* **Task item**
The response must consist of the lines below from the one with "Target: racing car body" through the one with "Provide the location of each instance of the white lettering", exactly as they appear and with both ends kept.

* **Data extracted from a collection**
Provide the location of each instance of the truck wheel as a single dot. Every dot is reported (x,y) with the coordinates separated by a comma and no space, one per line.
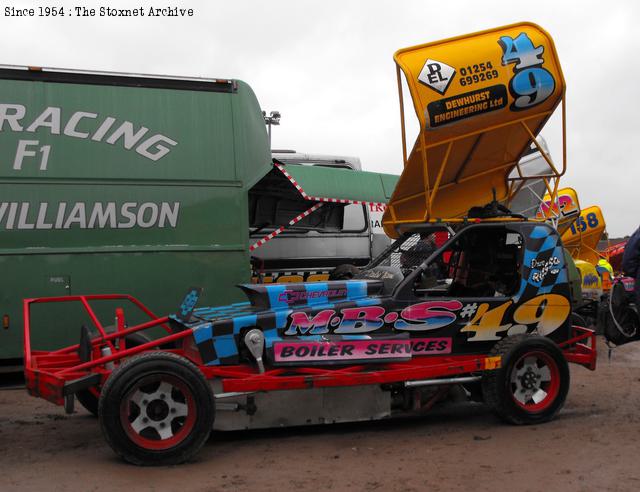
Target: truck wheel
(89,398)
(156,409)
(344,272)
(533,382)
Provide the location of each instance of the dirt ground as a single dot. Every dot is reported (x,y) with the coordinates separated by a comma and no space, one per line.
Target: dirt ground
(592,445)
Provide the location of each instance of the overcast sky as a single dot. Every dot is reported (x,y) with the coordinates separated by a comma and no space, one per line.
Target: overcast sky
(328,67)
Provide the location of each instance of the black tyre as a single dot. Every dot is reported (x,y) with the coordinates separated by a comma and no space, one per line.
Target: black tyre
(344,272)
(89,398)
(533,382)
(156,409)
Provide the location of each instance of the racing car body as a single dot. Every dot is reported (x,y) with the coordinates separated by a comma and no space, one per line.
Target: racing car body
(484,314)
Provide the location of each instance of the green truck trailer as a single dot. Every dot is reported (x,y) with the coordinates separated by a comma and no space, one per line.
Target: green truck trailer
(147,185)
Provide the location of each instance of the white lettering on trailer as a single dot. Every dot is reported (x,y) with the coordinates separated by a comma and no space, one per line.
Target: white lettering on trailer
(49,118)
(102,214)
(79,125)
(71,127)
(22,152)
(40,222)
(80,215)
(18,113)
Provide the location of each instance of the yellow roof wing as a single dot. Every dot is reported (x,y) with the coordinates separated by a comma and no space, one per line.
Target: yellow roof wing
(561,211)
(480,99)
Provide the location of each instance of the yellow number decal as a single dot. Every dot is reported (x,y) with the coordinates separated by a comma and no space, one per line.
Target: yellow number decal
(548,312)
(486,323)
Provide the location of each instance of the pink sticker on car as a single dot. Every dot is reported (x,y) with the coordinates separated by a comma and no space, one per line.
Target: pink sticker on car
(345,350)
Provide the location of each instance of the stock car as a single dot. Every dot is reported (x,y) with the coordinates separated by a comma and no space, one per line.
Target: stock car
(488,314)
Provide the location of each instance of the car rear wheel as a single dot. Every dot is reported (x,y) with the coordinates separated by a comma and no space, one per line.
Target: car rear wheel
(156,409)
(532,384)
(89,397)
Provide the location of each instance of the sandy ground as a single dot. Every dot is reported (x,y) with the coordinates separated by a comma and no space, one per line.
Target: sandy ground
(593,444)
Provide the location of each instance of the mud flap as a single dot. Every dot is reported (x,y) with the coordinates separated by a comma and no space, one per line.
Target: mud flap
(621,320)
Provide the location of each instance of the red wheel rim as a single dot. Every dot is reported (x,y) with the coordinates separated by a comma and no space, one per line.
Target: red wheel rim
(535,381)
(158,412)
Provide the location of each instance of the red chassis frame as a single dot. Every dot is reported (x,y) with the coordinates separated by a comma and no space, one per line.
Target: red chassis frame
(53,375)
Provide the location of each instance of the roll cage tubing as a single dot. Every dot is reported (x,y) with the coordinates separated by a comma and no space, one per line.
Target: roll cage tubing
(403,289)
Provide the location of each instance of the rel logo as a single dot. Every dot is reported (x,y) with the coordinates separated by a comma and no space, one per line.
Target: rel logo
(437,75)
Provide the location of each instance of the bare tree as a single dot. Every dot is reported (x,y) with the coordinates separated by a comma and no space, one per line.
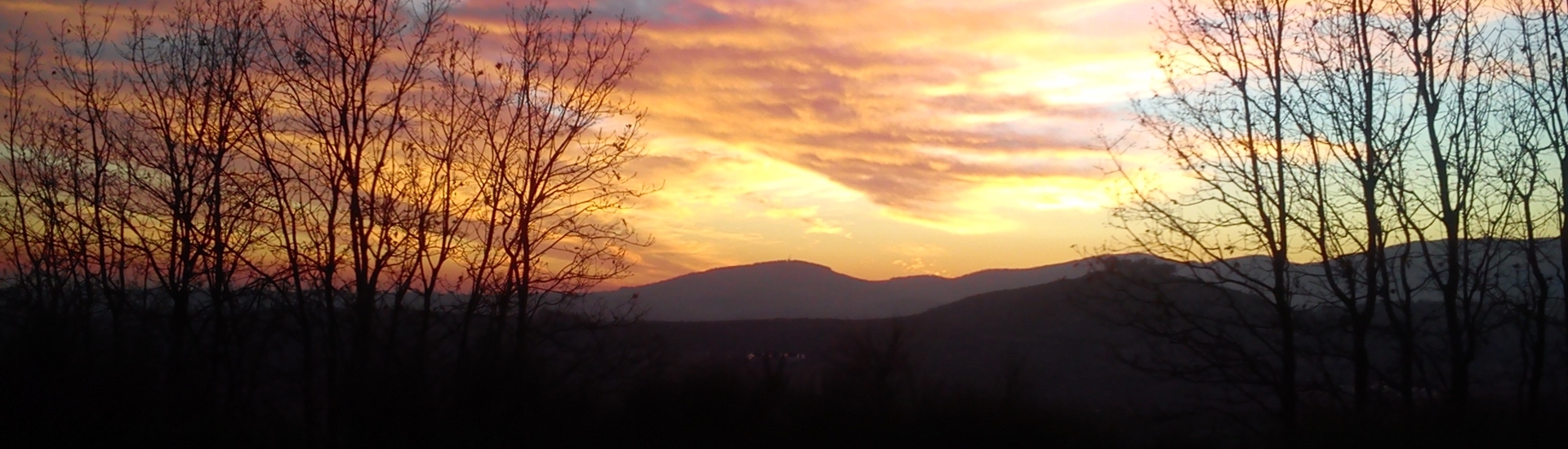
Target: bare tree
(1356,129)
(549,170)
(1225,122)
(192,110)
(1540,140)
(1450,57)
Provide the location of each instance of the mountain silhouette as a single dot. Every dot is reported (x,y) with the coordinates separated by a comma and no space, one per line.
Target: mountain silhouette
(794,289)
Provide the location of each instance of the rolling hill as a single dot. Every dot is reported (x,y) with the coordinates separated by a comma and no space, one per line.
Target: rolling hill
(794,289)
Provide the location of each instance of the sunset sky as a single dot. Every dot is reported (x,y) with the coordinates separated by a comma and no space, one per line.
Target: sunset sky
(882,137)
(877,137)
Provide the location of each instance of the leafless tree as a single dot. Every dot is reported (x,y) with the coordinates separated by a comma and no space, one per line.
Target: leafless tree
(1225,122)
(549,171)
(1356,129)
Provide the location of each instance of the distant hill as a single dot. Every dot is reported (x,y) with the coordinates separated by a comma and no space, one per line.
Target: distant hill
(794,289)
(1049,331)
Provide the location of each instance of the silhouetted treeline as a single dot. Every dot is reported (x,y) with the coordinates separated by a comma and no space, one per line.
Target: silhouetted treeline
(1382,183)
(328,216)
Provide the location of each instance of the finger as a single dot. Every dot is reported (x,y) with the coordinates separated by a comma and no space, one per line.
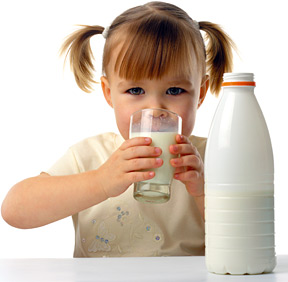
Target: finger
(191,161)
(182,139)
(141,151)
(136,141)
(188,176)
(141,164)
(133,177)
(183,149)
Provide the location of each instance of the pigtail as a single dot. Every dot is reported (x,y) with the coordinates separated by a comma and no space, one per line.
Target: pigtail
(219,56)
(77,46)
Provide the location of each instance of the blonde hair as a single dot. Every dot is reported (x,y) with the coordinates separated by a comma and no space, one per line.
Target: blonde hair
(155,39)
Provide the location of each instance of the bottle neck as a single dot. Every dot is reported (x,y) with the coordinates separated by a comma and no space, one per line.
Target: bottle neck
(239,83)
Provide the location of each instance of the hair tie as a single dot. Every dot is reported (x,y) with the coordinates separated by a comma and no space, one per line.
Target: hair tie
(196,23)
(105,32)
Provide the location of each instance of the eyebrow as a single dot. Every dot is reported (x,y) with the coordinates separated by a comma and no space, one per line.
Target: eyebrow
(175,82)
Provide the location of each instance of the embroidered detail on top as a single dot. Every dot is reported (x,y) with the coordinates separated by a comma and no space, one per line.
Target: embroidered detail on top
(121,216)
(102,240)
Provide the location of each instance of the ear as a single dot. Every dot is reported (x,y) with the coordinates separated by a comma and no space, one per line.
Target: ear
(203,90)
(106,90)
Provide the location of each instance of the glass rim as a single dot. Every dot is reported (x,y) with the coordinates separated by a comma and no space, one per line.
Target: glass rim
(155,109)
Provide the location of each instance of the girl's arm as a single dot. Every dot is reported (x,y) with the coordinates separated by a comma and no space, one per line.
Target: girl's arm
(43,199)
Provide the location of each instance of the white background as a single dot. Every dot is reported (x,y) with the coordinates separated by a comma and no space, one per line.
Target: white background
(42,112)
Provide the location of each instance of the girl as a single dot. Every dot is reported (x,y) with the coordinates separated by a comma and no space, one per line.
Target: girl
(154,57)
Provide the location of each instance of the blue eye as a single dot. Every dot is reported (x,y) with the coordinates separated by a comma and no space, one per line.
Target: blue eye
(175,91)
(135,91)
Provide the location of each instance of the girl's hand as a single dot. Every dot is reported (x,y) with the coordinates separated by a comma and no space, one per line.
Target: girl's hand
(189,166)
(124,166)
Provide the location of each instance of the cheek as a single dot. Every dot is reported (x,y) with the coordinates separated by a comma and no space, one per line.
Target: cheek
(188,121)
(123,122)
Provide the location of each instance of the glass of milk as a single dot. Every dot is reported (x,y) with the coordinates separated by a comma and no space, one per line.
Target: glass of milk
(162,126)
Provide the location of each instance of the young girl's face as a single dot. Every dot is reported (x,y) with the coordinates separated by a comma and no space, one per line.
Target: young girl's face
(182,95)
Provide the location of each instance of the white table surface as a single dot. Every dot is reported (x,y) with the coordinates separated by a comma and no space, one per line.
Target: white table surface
(126,269)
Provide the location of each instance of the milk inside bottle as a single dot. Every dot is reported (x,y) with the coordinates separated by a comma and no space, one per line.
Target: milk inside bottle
(239,189)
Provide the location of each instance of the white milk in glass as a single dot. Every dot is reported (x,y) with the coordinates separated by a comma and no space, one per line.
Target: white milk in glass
(164,174)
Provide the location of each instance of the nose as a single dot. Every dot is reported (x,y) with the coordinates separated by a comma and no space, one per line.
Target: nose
(157,103)
(160,113)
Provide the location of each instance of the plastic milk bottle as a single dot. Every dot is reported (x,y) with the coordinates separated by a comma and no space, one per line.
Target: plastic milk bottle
(239,189)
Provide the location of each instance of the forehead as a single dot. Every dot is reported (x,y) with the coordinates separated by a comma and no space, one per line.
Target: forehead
(151,56)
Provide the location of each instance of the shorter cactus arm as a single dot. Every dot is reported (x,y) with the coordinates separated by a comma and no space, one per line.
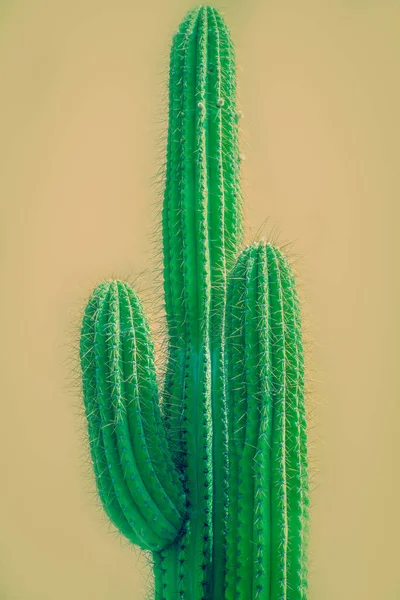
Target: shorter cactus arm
(266,555)
(136,478)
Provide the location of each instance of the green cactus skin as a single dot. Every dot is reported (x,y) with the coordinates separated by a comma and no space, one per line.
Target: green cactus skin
(210,475)
(268,485)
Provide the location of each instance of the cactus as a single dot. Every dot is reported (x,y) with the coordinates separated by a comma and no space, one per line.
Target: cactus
(210,474)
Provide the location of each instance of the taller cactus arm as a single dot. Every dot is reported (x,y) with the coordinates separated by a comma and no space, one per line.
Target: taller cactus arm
(267,523)
(212,477)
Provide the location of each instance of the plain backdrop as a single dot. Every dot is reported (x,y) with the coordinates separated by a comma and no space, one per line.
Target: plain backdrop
(82,113)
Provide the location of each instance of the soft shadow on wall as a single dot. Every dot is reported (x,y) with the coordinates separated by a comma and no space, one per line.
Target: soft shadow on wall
(81,103)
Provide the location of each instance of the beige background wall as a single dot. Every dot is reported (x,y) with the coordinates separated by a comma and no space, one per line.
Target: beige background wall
(81,99)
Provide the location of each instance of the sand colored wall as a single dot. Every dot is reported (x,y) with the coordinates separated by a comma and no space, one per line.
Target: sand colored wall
(81,99)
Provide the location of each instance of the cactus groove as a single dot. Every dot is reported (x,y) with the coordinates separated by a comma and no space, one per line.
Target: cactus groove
(208,471)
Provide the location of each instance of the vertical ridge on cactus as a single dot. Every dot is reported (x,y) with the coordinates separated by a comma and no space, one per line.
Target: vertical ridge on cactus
(210,475)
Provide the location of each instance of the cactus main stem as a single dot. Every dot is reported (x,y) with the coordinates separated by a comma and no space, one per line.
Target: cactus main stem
(210,476)
(201,232)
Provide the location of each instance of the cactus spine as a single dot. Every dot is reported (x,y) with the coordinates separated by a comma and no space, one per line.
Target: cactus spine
(212,479)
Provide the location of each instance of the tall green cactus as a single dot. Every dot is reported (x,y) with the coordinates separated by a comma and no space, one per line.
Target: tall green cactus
(210,475)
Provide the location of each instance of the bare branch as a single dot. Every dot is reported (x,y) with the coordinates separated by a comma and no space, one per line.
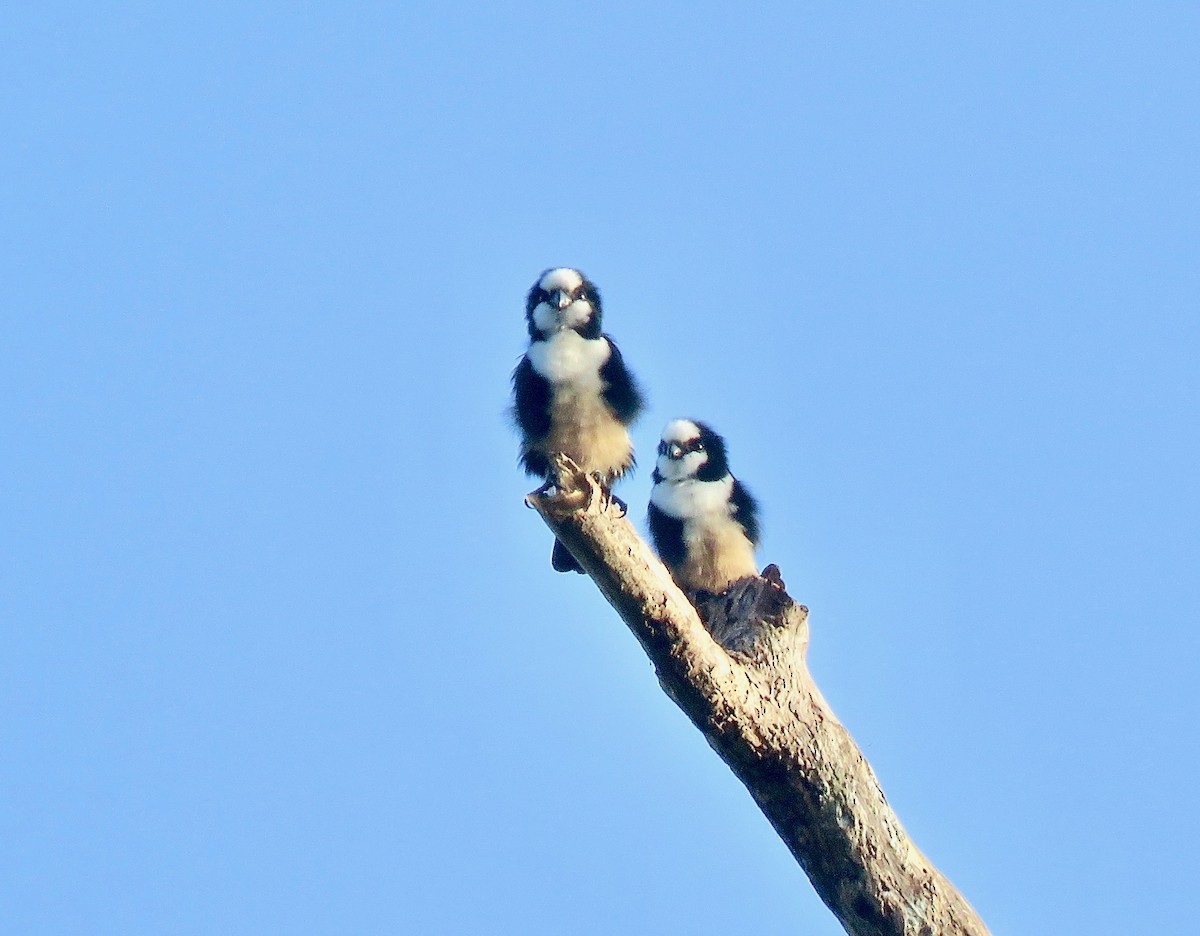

* **Exercise solution**
Target: racing car body
(484,314)
Provide the location of each instance of the green truck trailer as a single dot. Every dot is reported (x,y) with the coordinates separated by a comma and no space, one per line.
Target: green truck trailer
(147,185)
Provide the location of each instance of the white lettering on trailer as a single dot. Every dot is reported (x,y) with the coordinates separated by a comma and no space, one per line.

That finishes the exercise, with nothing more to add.